>>

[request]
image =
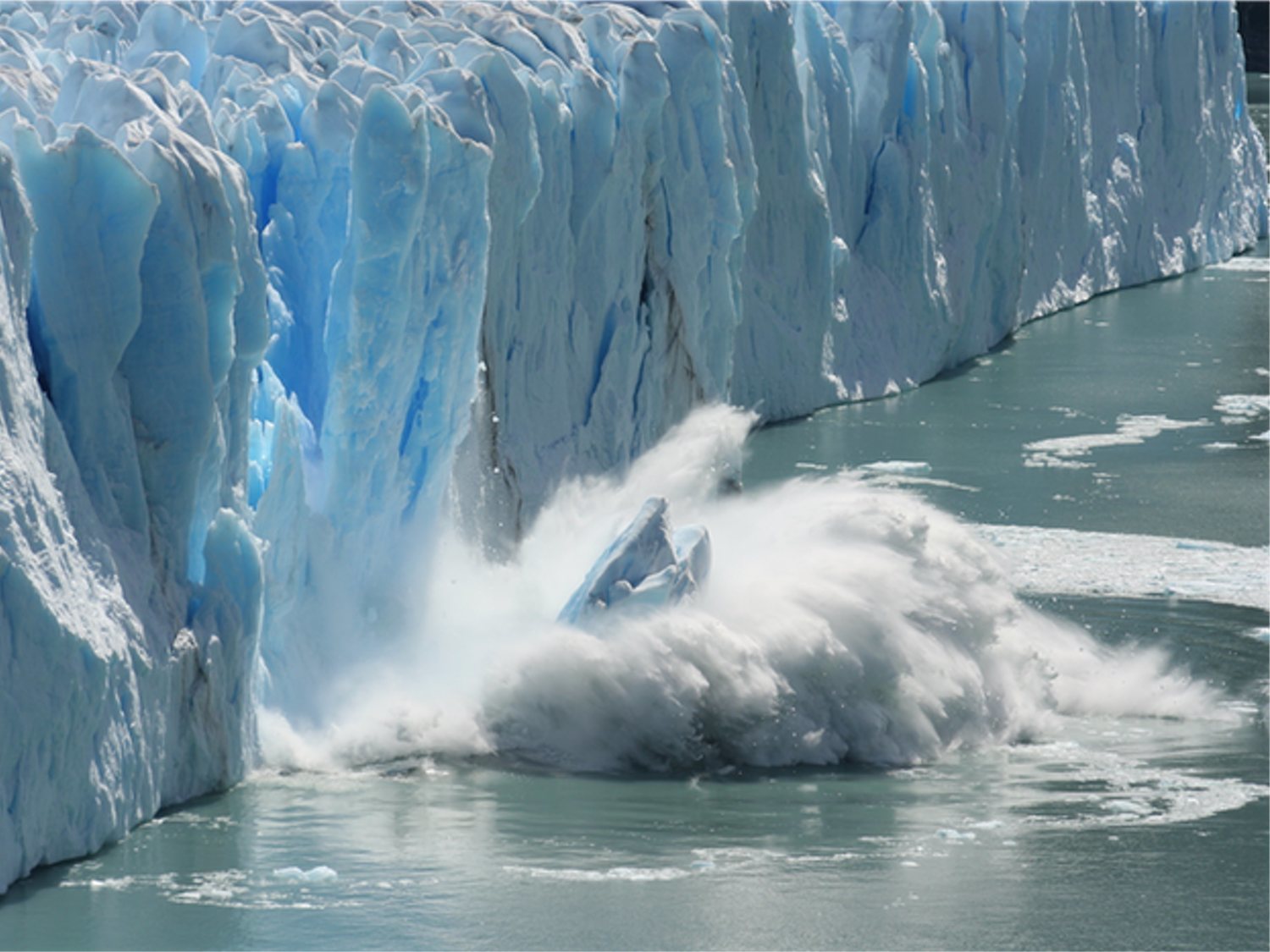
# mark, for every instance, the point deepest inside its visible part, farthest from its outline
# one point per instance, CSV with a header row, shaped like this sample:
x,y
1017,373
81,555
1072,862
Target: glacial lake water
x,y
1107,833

<<

TASK INSTRUCTIONS:
Copy out every item above in full, leaving out the pictures, and offset each point coordinate in the answers by +40. Coordinates anywhere else stay as they are.

COMPLETE OUTPUT:
[request]
image =
# mark, for every instance, the point deepest inside its visible part, farthest from its outline
# one point per instance, CSV with a header row, shaped like this sample:
x,y
1017,373
81,555
1072,862
Target: glacial lake water
x,y
1147,873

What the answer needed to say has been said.